GIVEN PROBLEM - Format every line of the rows below as a numbered list, omitting blank lines and leaving the pictures out.

**** DATA FOR THE TASK

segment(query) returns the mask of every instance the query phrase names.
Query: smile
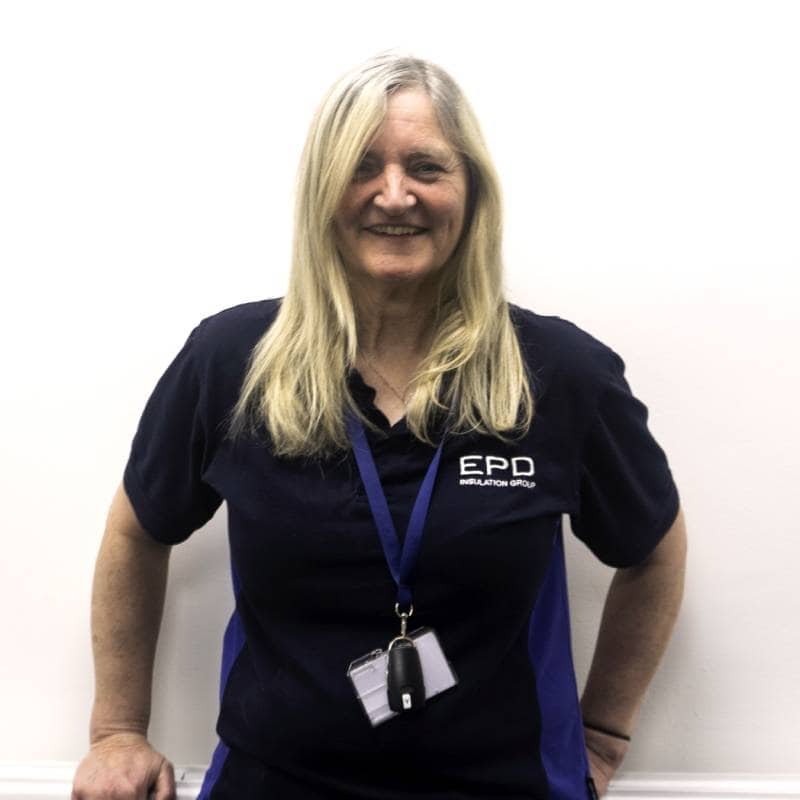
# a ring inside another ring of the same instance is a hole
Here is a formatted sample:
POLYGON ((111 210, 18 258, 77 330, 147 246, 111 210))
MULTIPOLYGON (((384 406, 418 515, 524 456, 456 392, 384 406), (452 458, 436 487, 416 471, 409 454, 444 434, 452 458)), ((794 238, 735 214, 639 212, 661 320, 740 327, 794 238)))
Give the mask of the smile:
POLYGON ((374 225, 367 228, 370 233, 378 236, 419 236, 426 232, 426 228, 417 228, 411 225, 374 225))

********

EXPECTED ANSWER -
1. segment(query) returns the mask of every instance the query phrase names.
2. Query: smile
3. # a ring inside another ring of the same instance is a hole
4. Here is a formatted sample:
5. POLYGON ((111 210, 18 258, 77 330, 147 246, 111 210))
6. MULTIPOLYGON (((384 406, 418 515, 524 456, 456 392, 384 406), (452 458, 436 487, 416 471, 409 454, 444 434, 452 458)), ((794 238, 735 214, 639 212, 661 320, 740 327, 794 238)))
7. Give the mask of the smile:
8. POLYGON ((374 225, 367 228, 370 233, 378 236, 419 236, 426 232, 426 228, 417 228, 411 225, 374 225))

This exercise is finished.